## begin

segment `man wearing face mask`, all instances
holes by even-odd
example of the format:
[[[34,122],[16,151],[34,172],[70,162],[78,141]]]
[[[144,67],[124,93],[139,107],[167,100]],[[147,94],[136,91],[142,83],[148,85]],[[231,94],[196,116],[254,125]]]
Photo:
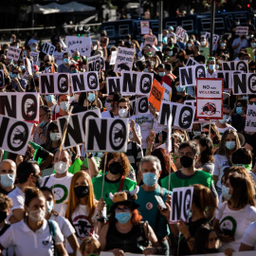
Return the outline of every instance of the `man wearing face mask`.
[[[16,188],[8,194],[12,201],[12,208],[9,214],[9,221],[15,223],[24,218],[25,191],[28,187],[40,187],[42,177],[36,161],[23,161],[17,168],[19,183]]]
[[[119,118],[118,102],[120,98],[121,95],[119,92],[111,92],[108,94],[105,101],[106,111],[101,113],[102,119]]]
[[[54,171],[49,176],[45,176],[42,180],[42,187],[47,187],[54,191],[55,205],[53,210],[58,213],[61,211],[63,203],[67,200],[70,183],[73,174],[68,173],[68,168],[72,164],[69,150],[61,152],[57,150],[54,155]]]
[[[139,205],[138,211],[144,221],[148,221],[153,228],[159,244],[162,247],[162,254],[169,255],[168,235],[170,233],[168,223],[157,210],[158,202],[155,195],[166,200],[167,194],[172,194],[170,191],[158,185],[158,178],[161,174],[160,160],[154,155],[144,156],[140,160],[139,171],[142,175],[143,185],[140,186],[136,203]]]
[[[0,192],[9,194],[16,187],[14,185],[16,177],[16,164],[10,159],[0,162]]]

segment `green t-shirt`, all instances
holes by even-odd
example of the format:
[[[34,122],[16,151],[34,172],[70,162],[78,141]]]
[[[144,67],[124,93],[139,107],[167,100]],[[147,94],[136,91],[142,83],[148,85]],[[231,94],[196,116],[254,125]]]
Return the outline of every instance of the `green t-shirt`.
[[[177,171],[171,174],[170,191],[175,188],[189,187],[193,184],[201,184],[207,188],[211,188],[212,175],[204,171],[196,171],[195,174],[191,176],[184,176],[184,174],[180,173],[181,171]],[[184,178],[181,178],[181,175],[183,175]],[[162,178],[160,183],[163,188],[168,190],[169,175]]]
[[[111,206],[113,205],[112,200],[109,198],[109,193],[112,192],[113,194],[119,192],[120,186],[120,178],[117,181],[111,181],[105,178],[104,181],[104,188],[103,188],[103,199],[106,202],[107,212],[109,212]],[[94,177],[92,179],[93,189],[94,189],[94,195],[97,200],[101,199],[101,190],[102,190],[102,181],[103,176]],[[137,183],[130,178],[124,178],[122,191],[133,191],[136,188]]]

## end

What is expected: Collect every line of the material above that contains the string "instances". Matching is case-sensitive.

Written solution:
segment `man wearing face mask`, all instances
segment `green t-shirt`, all instances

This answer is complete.